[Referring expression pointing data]
━━━━━━━━━━━━━━━━━━━━━━━━━━━━━━

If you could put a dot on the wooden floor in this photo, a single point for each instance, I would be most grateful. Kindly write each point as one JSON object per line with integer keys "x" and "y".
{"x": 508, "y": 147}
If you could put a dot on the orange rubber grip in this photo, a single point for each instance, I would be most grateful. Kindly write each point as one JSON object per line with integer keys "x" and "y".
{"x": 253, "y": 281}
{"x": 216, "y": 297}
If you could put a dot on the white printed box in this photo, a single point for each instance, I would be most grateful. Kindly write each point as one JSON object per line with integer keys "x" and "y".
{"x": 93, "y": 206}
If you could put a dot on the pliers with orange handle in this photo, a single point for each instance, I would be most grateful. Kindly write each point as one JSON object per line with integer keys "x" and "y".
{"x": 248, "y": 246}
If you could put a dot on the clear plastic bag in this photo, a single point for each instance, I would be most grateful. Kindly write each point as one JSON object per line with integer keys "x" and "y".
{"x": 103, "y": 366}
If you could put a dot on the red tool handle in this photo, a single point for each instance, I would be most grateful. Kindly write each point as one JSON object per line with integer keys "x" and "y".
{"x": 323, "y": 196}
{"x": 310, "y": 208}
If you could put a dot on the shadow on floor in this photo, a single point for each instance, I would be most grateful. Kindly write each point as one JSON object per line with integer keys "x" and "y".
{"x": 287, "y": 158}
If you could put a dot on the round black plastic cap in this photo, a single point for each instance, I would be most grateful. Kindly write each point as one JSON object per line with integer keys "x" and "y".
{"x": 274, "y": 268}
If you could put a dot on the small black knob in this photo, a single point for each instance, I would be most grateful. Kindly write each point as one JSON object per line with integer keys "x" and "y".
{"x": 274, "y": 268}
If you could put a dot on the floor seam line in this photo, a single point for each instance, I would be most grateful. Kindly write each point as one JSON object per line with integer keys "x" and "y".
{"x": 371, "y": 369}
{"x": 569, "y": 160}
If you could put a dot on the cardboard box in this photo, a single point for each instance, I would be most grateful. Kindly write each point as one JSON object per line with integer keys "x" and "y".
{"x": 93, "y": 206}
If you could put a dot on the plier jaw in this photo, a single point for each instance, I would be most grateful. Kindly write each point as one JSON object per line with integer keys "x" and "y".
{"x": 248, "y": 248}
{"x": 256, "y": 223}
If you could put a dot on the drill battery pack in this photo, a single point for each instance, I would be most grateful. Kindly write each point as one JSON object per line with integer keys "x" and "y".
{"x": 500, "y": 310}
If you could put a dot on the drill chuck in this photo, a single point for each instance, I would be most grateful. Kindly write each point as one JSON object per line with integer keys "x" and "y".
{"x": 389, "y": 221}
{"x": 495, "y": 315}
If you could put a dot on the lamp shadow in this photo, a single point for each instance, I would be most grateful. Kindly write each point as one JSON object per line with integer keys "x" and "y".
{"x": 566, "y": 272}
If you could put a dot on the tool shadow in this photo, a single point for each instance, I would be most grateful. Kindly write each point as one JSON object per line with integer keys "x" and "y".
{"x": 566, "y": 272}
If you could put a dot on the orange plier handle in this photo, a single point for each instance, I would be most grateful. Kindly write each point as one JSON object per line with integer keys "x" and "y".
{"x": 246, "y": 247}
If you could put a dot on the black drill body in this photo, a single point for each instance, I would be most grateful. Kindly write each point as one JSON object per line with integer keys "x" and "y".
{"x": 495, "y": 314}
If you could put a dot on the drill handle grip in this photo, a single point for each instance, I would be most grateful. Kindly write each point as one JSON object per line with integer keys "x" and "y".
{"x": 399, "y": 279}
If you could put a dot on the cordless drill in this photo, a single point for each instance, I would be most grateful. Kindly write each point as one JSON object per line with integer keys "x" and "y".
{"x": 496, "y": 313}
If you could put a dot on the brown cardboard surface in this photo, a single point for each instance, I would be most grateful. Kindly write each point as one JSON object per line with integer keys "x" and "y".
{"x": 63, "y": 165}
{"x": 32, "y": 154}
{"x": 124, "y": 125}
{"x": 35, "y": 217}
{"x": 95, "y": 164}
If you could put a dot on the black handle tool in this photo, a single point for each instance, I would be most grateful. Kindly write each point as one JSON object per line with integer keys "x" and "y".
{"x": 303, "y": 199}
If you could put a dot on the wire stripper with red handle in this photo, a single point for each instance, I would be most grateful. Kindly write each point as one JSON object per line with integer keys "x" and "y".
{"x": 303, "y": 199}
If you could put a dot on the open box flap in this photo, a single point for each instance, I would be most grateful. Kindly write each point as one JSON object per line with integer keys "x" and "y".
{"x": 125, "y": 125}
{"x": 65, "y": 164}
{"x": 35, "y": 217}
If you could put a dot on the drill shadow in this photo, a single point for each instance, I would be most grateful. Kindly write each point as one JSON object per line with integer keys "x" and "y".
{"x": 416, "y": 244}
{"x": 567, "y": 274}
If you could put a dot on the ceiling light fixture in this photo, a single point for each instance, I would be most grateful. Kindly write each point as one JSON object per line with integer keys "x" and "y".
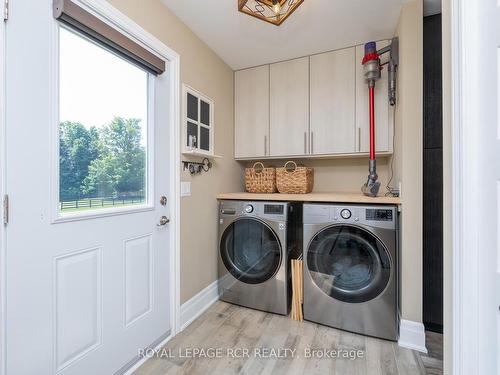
{"x": 272, "y": 11}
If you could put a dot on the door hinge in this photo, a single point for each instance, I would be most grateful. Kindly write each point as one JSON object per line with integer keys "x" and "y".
{"x": 5, "y": 10}
{"x": 5, "y": 209}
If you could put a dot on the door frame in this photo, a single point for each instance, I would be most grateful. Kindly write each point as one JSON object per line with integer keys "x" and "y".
{"x": 118, "y": 20}
{"x": 3, "y": 242}
{"x": 465, "y": 189}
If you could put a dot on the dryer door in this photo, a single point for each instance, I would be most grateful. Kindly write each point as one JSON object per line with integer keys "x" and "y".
{"x": 250, "y": 250}
{"x": 348, "y": 263}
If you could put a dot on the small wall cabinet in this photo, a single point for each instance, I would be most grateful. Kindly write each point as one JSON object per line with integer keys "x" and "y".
{"x": 197, "y": 123}
{"x": 333, "y": 102}
{"x": 289, "y": 112}
{"x": 251, "y": 113}
{"x": 314, "y": 106}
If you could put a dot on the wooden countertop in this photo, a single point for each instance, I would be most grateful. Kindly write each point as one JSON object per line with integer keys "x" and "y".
{"x": 312, "y": 197}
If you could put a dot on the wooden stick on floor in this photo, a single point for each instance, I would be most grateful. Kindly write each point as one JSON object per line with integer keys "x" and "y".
{"x": 297, "y": 290}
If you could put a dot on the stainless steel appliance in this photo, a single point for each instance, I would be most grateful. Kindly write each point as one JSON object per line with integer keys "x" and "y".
{"x": 351, "y": 268}
{"x": 257, "y": 240}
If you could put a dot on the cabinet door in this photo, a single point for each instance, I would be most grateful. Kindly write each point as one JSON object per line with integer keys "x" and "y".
{"x": 333, "y": 77}
{"x": 251, "y": 134}
{"x": 383, "y": 122}
{"x": 289, "y": 112}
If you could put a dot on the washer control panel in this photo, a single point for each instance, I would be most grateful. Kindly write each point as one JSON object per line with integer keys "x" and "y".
{"x": 346, "y": 214}
{"x": 371, "y": 215}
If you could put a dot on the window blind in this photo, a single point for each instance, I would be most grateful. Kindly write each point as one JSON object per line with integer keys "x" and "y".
{"x": 77, "y": 18}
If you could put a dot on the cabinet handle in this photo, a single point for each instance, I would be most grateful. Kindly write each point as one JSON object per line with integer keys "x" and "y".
{"x": 359, "y": 139}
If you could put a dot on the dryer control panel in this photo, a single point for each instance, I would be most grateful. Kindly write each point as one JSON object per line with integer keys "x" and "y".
{"x": 374, "y": 216}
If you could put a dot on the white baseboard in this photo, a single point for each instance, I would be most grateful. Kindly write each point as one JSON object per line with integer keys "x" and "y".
{"x": 193, "y": 308}
{"x": 412, "y": 335}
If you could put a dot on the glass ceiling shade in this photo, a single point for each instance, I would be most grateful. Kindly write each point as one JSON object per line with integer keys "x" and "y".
{"x": 272, "y": 11}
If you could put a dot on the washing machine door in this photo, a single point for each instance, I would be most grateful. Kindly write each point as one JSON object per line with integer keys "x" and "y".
{"x": 250, "y": 250}
{"x": 348, "y": 263}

━━━━━━━━━━━━━━━━━━━━━━━━━━━━━━

▸ Task instructions
Exactly reproduce the lines from the one containing "If you could put a dot on the glass" through the end of the records, and only those lines.

▸ Response below
If you could put a dot on the glass ceiling shade in this photo, a single point for each instance, I would be most grateful. Kindly write each point as one JSON object per line with integer keys "x" and "y".
{"x": 272, "y": 11}
If you could put a dot on the washing machine door in this photo, a single point for each instance, I would be most grateful. Kindly write each point as one JSON object per line with integer keys "x" and "y".
{"x": 250, "y": 250}
{"x": 348, "y": 263}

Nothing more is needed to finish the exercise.